» TEXT SHOWN

Segment Open

Doping tests should have a high specificity. Therefore, it is necessary to develop a method to specifically detect target gene fragments. We used the Sanger sequencing method to verify the specificity of the detection performed in this study. As a result, we were able to specifically detect transgene fragments (Fig. 5). Furthermore, no non-specific amplification or contamination was found in the control group or samples before rAdV vector injection. These results indicate that the DNA extraction method, primer and TaqMan probe design, thermal cycling conditions, and reagents for TaqMan-qPCR in this study were accurate and optimal. Therefore, the protocol constructed in this study may be directly applicable to human specimens.
A limitation of this study was that we did not construct a gene doping model by intravenous or intramuscular injection of rAdV<hFST>. In other words, we were not able to establish a model that shows specific phenotypes of intravenous or intramuscular injection of rAdV<hFST>, such as changes in muscle strength, muscle wet weight, and muscle fiber type, owning to the increased levels of hFST gene and FST protein in the liver and muscle and activation of muscle synthesis. Therefore, it is necessary to establish a gene-doping model by intravenous or intramuscular injections in the future.
Research on methods for detecting gene doping has been conducted for only about 20 years, and it is still a developing research field with many unknowns. This study is a pioneering work in this field, and the results of this study may contribute to the development of detection methods for gene doping using rAdV<hFST>.
Conclusions
In this study, we aimed to develop a method to detect multiple transgene fragments as proof of gene doping using rAdV<hFST>. Figure 7 presents a summary. This study showed that in the rAdV<hFST> transgenic model, multiple transgene fragments could be detected using TaqMan-qPCR from as little as 50 µL of whole blood, and each gene fragment was localized predominantly in the plasma. The new findings of this study may contribute to the development of detection methods for gene doping using rAdV<hFST>.

Segment Closed

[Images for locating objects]

Segment Open

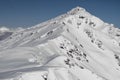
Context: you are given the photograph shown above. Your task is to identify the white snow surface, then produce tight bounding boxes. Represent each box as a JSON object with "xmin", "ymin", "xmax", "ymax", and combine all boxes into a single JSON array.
[{"xmin": 0, "ymin": 7, "xmax": 120, "ymax": 80}]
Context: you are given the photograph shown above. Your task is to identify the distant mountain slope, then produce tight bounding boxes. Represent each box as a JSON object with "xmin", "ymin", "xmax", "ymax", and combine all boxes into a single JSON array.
[{"xmin": 0, "ymin": 7, "xmax": 120, "ymax": 80}]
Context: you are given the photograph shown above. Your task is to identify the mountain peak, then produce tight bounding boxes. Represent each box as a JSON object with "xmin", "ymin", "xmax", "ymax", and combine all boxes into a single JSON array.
[{"xmin": 68, "ymin": 6, "xmax": 85, "ymax": 15}]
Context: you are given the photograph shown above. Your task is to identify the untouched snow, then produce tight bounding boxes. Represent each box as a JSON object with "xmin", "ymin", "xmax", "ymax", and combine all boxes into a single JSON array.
[{"xmin": 0, "ymin": 7, "xmax": 120, "ymax": 80}]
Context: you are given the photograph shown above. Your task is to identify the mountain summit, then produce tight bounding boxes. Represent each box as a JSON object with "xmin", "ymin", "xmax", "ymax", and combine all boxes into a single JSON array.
[{"xmin": 0, "ymin": 7, "xmax": 120, "ymax": 80}]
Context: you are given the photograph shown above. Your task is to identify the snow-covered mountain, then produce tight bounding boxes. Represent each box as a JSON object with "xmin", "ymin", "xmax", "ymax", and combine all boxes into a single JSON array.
[
  {"xmin": 0, "ymin": 7, "xmax": 120, "ymax": 80},
  {"xmin": 0, "ymin": 27, "xmax": 13, "ymax": 41}
]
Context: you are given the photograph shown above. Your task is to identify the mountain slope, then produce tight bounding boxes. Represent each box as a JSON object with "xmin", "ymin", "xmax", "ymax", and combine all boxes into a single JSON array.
[{"xmin": 0, "ymin": 7, "xmax": 120, "ymax": 80}]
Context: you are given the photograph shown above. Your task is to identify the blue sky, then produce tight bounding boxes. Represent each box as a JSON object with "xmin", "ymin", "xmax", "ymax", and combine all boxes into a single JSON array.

Segment Closed

» THINGS TO DO
(A) Transcribe the gene doping detection text between "Doping tests should" and "to human specimens.", inclusive.
(B) Decide whether each statement agrees with the gene doping detection text, answering yes or no and quoting the deciding words: (i) Sanger sequencing was used to verify the specificity of the detection. (ii) The study constructed a gene doping model through intramuscular injection of rAdV<hFST>. (iii) Each gene fragment was localized predominantly in red blood cells.
These records come from a source separate from the text.

» SOLUTIONS BELOW
(A)
Doping tests should have a high specificity. Therefore, it is necessary to develop a method to specifically detect target gene fragments. We used the Sanger sequencing method to verify the specificity of the detection performed in this study. As a result, we were able to specifically detect transgene fragments (Fig. 5). Furthermore, no non-specific amplification or contamination was found in the control group or samples before rAdV vector injection. These results indicate that the DNA extraction method, primer and TaqMan probe design, thermal cycling conditions, and reagents for TaqMan-qPCR in this study were accurate and optimal. Therefore, the protocol constructed in this study may be directly applicable to human specimens.

(B)
(i) Yes: "We used the Sanger sequencing method to verify the specificity of the detection performed in this study."
(ii) No: "we did not construct a gene doping model by intravenous or intramuscular injection of rAdV<hFST>."
(iii) No: "each gene fragment was localized predominantly in the plasma."